(Excerpts of location labeling data)
Begin

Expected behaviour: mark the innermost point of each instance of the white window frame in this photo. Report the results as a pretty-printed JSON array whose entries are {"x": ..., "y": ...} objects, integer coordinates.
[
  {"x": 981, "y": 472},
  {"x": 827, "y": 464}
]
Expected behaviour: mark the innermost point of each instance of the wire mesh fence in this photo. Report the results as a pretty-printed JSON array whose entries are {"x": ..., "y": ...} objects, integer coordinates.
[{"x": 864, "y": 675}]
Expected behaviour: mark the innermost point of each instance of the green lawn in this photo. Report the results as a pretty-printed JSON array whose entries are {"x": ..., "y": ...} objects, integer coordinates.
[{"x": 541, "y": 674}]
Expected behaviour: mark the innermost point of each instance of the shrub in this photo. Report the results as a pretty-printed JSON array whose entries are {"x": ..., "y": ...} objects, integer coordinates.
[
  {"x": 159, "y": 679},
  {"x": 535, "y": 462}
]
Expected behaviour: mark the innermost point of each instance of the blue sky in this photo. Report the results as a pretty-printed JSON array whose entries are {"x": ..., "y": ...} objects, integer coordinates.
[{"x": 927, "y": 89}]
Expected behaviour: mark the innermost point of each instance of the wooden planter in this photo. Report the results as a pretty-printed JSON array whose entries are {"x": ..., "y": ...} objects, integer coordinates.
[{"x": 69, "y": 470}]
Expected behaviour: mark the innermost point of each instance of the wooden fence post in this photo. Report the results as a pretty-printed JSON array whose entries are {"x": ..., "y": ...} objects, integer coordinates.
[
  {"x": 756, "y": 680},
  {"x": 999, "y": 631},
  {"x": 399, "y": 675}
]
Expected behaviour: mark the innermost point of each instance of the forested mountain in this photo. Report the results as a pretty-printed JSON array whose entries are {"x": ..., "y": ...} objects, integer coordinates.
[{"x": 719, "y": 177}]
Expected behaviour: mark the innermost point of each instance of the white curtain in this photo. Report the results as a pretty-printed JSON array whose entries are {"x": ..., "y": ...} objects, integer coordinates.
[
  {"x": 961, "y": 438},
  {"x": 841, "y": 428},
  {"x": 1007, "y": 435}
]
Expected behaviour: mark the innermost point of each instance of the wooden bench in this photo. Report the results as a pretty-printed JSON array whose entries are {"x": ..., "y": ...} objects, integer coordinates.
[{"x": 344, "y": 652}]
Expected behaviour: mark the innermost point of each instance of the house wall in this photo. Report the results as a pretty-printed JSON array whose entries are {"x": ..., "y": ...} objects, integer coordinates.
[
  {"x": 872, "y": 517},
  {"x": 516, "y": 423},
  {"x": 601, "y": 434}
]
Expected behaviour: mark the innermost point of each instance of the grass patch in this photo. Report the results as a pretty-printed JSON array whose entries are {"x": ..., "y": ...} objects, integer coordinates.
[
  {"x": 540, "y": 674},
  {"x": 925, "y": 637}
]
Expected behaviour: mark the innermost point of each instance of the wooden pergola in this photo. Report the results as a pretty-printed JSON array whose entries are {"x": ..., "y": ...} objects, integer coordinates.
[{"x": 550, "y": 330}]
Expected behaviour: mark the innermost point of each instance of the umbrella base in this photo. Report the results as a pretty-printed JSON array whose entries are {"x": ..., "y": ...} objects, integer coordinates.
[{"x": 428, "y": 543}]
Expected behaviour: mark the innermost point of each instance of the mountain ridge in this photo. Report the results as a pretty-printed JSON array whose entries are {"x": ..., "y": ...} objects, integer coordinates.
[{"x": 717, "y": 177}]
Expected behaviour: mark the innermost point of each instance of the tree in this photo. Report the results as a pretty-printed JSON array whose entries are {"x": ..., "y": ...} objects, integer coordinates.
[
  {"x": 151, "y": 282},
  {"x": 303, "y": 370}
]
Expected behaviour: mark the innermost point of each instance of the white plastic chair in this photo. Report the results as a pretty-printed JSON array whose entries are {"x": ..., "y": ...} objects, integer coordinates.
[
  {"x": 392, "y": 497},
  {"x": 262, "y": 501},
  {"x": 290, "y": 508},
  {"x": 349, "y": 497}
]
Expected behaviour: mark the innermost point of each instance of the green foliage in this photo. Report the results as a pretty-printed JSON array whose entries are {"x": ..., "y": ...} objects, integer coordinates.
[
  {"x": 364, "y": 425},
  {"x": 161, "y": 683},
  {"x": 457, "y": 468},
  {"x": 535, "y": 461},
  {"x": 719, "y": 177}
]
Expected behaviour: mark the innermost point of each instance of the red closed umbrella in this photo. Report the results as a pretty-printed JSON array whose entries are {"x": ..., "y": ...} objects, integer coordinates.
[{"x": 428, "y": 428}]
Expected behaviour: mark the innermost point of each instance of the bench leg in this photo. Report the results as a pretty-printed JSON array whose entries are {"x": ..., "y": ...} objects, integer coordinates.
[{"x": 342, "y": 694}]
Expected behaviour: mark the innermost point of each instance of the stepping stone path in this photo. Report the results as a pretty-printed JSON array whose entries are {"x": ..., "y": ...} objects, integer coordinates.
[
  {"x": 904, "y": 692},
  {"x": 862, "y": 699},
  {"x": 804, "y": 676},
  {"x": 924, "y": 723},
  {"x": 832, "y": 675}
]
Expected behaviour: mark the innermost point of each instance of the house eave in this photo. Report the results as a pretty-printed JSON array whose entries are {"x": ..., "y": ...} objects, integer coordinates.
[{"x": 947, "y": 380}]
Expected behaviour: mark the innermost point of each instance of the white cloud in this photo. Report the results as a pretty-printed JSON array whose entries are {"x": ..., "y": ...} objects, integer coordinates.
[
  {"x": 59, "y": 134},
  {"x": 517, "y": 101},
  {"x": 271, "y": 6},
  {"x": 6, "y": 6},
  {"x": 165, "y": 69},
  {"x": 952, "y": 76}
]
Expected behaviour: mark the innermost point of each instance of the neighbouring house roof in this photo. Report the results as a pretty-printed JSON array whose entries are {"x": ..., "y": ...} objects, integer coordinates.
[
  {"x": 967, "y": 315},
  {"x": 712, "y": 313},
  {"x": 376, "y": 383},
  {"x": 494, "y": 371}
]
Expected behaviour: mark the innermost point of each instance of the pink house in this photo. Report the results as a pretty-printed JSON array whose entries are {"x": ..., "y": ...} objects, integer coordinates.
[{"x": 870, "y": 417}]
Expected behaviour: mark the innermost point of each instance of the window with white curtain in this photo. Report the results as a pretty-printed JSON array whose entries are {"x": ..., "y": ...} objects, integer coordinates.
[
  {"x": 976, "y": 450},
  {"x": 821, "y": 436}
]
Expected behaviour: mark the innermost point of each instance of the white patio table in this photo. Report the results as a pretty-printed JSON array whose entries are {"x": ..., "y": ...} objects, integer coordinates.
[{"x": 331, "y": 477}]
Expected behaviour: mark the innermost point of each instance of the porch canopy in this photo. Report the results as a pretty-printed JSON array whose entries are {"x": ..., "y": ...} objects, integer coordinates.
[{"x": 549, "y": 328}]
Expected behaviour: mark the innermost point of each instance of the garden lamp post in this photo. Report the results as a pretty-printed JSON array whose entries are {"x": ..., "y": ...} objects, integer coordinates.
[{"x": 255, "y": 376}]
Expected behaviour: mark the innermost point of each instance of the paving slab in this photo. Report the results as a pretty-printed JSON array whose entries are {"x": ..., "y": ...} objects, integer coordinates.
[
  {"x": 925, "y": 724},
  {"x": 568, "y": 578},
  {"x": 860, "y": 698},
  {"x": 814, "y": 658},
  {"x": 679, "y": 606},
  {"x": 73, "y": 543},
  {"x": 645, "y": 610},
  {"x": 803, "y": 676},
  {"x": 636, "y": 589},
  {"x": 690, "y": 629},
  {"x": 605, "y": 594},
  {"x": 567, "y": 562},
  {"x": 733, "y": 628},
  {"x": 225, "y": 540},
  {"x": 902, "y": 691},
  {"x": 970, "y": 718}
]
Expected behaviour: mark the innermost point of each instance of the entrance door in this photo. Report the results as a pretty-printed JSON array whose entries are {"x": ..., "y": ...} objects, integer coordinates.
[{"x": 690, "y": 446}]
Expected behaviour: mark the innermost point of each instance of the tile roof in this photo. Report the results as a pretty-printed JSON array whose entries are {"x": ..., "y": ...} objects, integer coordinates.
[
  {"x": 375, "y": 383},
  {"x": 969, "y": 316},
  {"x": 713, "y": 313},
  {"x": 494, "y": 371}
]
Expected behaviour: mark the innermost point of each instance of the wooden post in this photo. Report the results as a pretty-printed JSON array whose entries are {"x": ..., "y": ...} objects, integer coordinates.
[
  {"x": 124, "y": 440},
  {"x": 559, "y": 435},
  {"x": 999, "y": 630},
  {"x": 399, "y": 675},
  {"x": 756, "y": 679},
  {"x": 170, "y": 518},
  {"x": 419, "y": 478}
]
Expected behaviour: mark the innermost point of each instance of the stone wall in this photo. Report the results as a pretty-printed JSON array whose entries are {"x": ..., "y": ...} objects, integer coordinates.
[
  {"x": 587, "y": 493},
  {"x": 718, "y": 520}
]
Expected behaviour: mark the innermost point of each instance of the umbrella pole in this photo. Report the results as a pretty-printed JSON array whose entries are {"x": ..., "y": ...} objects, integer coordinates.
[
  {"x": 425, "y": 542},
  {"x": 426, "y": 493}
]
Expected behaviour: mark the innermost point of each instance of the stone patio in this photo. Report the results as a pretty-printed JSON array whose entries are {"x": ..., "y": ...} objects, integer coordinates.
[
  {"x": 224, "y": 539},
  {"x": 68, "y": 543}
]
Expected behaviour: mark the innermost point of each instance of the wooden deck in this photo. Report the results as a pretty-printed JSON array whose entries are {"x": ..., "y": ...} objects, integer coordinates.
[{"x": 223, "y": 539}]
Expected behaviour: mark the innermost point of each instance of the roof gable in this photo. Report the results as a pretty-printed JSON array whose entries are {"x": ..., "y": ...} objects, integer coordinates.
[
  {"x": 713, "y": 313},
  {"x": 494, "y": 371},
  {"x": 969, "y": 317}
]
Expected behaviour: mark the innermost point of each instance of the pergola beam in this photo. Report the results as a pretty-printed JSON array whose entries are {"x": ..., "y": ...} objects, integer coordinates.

End

§ THE REQUEST
Return, unchanged, each line from the line containing "the wooden deck" through the last line of the material.

§ RESPONSE TO THE EXERCISE
Expected behaviour: mark the innermost point of each instance of the wooden deck in this photo. Report the results as a pretty-printed JSON array whose entries are {"x": ..., "y": ...} objects, integer coordinates.
[{"x": 223, "y": 539}]
Expected behaviour: mark the innermost point of each instance of the roof gable in this photo. Report the results as a pretty-printed JSON array whose entries are {"x": ..., "y": ...} objects, integer coordinates.
[
  {"x": 713, "y": 313},
  {"x": 494, "y": 371},
  {"x": 969, "y": 317}
]
Expected behaviour: mark the innermost point of each instance of the pergola beam in this photo. Report the results as a pretty-printed JSON array whose entries are {"x": ..., "y": ...} objects, integer coordinates.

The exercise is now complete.